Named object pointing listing
** Begin **

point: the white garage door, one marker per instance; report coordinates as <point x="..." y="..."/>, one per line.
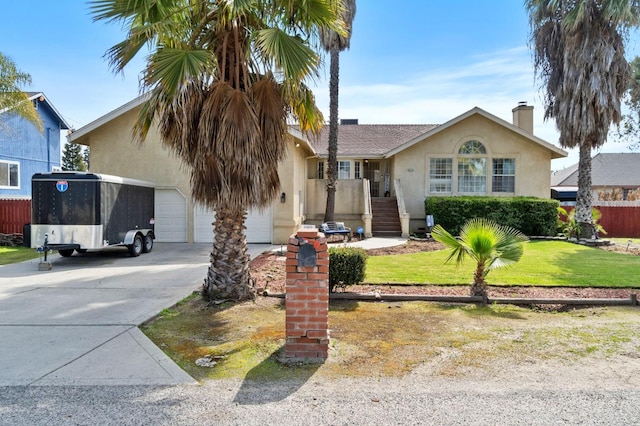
<point x="171" y="216"/>
<point x="259" y="226"/>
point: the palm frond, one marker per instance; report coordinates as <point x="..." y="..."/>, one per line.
<point x="289" y="53"/>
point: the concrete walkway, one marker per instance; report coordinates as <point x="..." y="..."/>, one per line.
<point x="77" y="324"/>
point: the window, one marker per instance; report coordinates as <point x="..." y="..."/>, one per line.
<point x="344" y="170"/>
<point x="473" y="148"/>
<point x="9" y="174"/>
<point x="440" y="174"/>
<point x="504" y="175"/>
<point x="472" y="175"/>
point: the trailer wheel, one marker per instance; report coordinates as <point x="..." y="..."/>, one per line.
<point x="136" y="248"/>
<point x="147" y="243"/>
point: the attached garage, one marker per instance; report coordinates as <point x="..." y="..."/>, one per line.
<point x="259" y="226"/>
<point x="171" y="216"/>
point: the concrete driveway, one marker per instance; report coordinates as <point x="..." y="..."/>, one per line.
<point x="77" y="323"/>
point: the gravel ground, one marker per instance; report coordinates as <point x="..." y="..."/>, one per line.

** End **

Exercise requirements: Reproduce every line of the listing above verbatim, omitting the pictures from your answer.

Exercise output:
point: the white garage door, one marker per instance; report coordinates as <point x="..." y="..."/>, one per line.
<point x="171" y="216"/>
<point x="259" y="226"/>
point: the palm frond, one marker per instance; report coordinates as <point x="..." y="..."/>, one per line.
<point x="289" y="53"/>
point: the concrete walkway, one marker per instance; report coordinates as <point x="..." y="..."/>, one per line.
<point x="77" y="324"/>
point: the window, one marker per instance; report coordinates as <point x="..." y="..."/>, one per line.
<point x="344" y="170"/>
<point x="473" y="148"/>
<point x="9" y="174"/>
<point x="440" y="174"/>
<point x="504" y="175"/>
<point x="472" y="175"/>
point: the trailer wheel, one marker per instance; report coordinates as <point x="..." y="..."/>, one per line.
<point x="136" y="248"/>
<point x="147" y="243"/>
point: the attached garage, one marker per instance; report coordinates as <point x="..." y="..."/>, one per line.
<point x="259" y="226"/>
<point x="171" y="216"/>
point: the concrete driveway, one marker per instance; report coordinates as <point x="..." y="..."/>, one per line.
<point x="77" y="323"/>
point: the gravel ground, one marker per instance; report coordinates as <point x="..." y="..."/>, one per line.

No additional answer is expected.